» **PROBLEM REQUIREMENTS**
Tally the lines of the records that contain the string "leotard", matching case exactly, and give only the number.

» **INPUT MATERIAL**
━━━━━━━━

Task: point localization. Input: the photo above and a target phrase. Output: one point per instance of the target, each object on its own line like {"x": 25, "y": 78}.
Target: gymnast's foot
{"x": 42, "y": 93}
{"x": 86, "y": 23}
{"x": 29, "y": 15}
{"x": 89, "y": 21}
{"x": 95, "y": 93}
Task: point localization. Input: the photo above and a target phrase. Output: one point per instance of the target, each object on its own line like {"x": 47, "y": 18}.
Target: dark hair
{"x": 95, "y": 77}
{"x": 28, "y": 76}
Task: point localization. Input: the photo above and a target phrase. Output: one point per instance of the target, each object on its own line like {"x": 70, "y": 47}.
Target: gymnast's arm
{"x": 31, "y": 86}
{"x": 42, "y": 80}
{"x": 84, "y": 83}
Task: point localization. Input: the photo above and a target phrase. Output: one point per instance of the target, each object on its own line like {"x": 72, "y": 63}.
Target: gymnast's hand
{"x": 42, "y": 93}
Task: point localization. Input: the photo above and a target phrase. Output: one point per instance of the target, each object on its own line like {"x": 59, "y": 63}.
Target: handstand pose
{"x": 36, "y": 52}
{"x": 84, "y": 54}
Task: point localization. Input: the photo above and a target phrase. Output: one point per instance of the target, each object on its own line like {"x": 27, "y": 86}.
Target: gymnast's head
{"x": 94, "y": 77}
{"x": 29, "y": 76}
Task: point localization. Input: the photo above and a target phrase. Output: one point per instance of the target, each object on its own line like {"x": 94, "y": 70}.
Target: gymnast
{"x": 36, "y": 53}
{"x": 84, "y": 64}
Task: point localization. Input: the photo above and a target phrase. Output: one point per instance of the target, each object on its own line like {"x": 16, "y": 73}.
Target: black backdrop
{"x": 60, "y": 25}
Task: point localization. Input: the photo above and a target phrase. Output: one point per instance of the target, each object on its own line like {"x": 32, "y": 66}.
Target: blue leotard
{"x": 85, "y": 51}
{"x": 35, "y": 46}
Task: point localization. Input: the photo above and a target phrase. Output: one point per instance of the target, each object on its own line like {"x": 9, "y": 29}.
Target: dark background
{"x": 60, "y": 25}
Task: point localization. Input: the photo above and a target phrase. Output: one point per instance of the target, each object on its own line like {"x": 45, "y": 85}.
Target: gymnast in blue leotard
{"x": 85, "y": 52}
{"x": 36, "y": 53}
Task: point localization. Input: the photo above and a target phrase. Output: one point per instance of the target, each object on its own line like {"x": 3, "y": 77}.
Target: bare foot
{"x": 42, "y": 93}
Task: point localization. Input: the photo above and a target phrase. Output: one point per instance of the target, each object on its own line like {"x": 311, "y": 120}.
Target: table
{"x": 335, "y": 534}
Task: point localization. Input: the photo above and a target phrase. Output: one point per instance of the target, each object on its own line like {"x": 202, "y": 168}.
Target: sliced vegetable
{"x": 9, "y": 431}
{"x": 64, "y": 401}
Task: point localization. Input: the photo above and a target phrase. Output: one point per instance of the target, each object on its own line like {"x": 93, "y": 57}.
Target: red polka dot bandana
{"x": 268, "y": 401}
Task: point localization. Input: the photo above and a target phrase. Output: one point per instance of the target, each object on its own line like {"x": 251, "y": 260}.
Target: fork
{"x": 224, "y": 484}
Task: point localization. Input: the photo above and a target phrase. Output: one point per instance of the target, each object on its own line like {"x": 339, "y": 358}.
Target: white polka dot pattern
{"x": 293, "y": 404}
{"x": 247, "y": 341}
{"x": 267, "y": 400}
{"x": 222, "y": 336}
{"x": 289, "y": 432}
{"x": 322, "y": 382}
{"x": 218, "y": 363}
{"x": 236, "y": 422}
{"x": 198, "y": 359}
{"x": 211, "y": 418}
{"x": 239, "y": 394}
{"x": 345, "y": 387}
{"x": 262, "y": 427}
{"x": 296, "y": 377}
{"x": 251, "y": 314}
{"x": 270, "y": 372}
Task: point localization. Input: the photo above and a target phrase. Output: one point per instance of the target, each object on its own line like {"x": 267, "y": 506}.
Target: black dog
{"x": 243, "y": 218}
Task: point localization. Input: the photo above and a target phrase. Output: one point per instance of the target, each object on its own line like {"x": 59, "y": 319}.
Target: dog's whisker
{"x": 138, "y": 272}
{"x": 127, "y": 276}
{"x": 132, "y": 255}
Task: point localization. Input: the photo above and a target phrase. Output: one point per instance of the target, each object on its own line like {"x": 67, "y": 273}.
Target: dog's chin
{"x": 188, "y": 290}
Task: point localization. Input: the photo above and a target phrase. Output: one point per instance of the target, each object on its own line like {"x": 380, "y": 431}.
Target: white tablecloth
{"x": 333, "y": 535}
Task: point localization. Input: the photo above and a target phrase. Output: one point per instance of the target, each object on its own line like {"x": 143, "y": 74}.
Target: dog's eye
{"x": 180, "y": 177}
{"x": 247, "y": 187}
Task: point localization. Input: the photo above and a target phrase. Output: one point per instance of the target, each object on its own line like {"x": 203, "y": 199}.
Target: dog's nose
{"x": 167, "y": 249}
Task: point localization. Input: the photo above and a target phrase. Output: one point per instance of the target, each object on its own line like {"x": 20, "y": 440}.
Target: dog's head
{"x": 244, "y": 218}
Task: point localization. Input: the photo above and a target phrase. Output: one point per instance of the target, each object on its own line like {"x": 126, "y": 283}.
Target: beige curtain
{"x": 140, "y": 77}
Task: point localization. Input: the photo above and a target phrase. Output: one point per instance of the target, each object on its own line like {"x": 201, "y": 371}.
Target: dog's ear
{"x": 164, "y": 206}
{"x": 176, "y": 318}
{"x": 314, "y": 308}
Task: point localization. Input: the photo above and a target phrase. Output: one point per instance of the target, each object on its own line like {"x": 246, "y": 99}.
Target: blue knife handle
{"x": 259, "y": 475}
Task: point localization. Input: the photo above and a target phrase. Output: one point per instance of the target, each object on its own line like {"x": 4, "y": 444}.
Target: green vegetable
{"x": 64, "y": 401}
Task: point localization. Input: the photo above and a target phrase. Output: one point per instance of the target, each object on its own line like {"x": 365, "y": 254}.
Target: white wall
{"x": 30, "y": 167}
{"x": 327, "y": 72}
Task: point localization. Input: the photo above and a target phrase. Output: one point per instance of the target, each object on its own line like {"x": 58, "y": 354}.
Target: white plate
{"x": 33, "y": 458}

━━━━━━━━

» **CORRECT RESPONSE**
2